Required work
The lines needed are those below that contain the word "forehead"; copy each one.

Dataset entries
════════════════════

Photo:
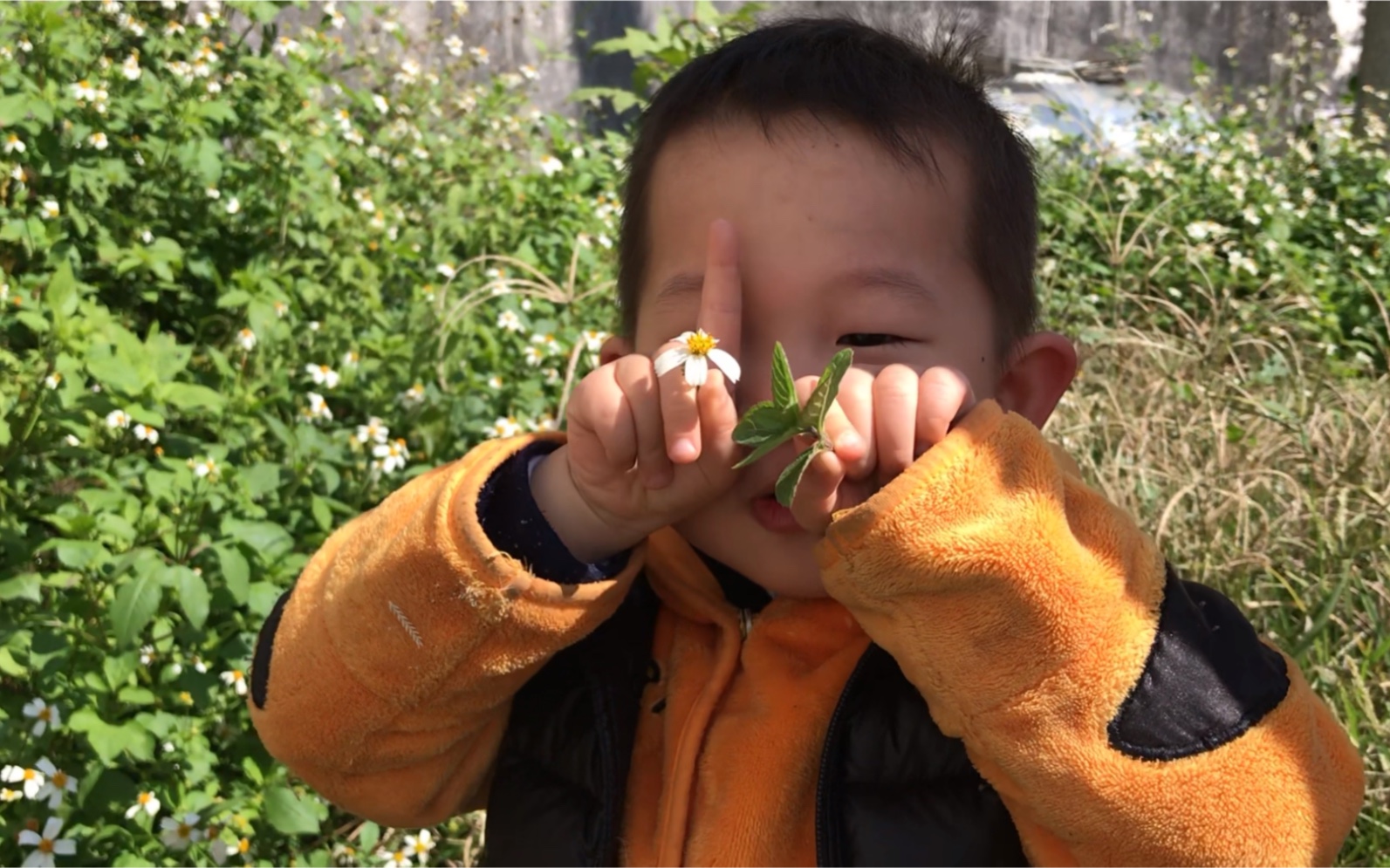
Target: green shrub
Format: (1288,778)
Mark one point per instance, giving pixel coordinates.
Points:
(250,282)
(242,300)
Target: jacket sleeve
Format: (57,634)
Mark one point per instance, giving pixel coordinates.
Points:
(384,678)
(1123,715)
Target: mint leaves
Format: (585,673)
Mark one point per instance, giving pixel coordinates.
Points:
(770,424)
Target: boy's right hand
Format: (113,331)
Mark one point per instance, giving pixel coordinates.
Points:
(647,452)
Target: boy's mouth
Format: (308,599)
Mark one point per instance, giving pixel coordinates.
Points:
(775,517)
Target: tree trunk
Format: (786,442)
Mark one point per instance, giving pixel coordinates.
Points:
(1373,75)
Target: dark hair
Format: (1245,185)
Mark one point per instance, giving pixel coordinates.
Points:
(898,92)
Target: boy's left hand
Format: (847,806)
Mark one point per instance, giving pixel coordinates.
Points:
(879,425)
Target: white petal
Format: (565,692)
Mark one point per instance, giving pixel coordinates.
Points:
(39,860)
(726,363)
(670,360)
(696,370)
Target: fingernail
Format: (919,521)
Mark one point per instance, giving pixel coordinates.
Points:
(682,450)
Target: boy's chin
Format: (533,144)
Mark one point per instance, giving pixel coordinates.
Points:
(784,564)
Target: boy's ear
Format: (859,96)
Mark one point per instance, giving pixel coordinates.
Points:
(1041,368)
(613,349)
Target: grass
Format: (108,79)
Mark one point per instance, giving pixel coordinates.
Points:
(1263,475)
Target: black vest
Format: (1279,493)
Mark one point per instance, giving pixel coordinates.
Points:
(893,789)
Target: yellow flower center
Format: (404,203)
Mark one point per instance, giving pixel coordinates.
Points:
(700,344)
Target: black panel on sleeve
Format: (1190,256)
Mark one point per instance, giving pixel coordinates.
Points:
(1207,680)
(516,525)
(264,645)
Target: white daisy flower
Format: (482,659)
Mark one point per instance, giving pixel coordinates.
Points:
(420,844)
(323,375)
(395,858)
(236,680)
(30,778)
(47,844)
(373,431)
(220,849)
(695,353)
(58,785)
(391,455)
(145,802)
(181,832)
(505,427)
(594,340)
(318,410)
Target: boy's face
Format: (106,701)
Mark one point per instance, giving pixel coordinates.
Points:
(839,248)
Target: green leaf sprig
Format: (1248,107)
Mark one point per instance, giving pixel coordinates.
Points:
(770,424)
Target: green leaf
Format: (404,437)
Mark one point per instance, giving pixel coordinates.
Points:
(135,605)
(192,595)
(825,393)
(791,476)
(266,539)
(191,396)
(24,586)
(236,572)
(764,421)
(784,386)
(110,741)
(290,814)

════════════════════

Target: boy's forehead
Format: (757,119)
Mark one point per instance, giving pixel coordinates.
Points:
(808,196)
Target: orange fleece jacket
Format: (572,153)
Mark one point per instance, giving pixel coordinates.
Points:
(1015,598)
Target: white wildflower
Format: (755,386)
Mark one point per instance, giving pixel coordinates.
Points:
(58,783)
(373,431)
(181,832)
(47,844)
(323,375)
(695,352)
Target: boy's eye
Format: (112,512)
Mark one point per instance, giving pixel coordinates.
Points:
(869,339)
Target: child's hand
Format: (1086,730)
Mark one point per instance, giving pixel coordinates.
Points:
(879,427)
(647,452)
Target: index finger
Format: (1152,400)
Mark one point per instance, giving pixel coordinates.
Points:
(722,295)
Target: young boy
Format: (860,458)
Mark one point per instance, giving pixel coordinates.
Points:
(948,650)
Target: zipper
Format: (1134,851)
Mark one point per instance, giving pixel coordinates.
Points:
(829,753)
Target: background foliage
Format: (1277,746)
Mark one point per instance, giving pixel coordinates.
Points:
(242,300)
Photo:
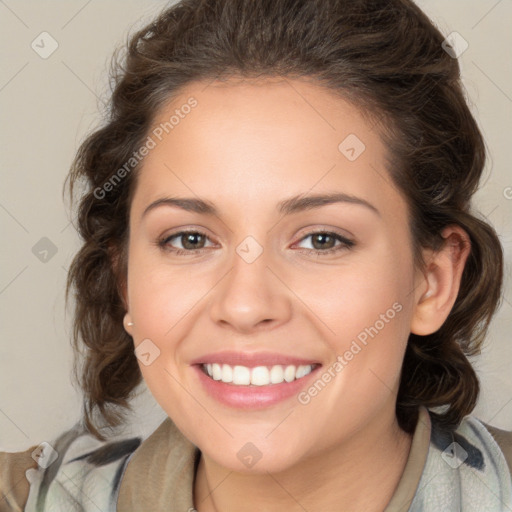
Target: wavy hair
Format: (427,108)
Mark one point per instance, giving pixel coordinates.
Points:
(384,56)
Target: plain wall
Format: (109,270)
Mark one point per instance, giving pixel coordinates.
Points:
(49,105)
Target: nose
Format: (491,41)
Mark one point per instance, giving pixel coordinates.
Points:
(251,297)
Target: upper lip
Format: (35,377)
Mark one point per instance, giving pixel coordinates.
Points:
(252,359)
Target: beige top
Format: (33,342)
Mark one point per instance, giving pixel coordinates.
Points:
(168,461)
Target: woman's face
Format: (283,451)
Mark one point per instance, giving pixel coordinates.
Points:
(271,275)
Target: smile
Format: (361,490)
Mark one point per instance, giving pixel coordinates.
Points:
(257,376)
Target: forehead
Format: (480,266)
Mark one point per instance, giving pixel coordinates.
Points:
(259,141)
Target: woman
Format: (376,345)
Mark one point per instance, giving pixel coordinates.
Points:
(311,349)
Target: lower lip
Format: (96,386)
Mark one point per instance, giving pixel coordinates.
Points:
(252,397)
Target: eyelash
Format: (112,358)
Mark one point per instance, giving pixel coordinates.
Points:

════════════════════

Response box
Target: boy's forehead
Target: forehead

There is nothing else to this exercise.